━━━ Data shown ━━━
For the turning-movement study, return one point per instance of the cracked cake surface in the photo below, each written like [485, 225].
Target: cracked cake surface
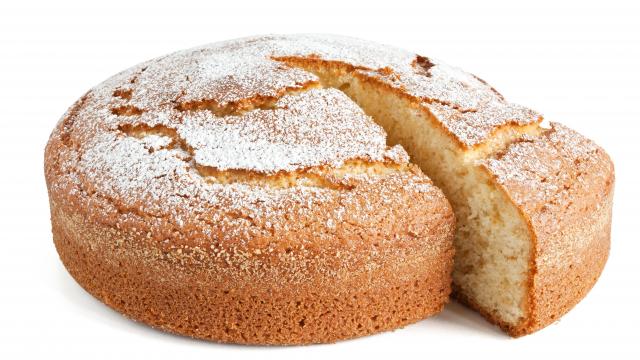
[243, 192]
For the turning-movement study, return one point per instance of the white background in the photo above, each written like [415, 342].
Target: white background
[578, 63]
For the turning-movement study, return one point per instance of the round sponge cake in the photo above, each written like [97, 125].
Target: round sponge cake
[232, 198]
[260, 191]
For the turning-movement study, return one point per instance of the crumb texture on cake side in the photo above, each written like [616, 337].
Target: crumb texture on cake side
[258, 191]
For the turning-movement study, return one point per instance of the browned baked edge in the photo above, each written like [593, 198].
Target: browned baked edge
[196, 302]
[569, 231]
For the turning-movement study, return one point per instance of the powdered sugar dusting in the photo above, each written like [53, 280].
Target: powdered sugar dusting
[314, 127]
[317, 127]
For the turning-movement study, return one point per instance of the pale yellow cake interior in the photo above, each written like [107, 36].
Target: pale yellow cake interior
[492, 240]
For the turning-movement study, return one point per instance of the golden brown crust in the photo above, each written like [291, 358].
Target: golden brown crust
━━━
**Your instructions:**
Rewrite each line of the entries above as a JSON list of strings, with one string per line and blank lines omitted. Leave the pictures out of the list.

**Solution:**
[
  "For the turning-movement study, return one point per instance of the cracked cake surface in the photo below, each written like [485, 225].",
  "Target: cracked cake surface",
  "[243, 192]",
  "For the turning-movement study, return one point per instance of the white background in the photo above, each written like [415, 342].",
  "Target: white background",
  "[578, 63]",
  "For the turning-movement study, return one point per instance of the round sponge cake in the photo above, each written like [97, 125].",
  "Target: round sponge cake",
  "[232, 198]",
  "[260, 191]",
  "For the turning-movement study, return one point per instance of the crumb texture on cake side in the photo above, each written like [616, 337].",
  "Target: crumb texture on cake side",
  "[258, 191]",
  "For the turning-movement study, return one point per instance of the browned baked edge in the photo above, each written like [593, 198].",
  "Target: browned baked edge",
  "[196, 302]",
  "[569, 231]",
  "For the turning-movement study, return one point per instance of the powdered sugar dusting in the photo above, each written like [53, 280].",
  "Target: powdered sugar dusting",
  "[314, 127]",
  "[317, 127]",
  "For the turning-movement study, return one point per instance of the pale yellow cake interior in the photo above, each written like [107, 36].",
  "Target: pale yellow cake interior",
  "[492, 240]",
  "For the turning-movement study, return one point per instance of the golden brown crust in the photo above, each written like [291, 358].",
  "Target: golden brown crust"
]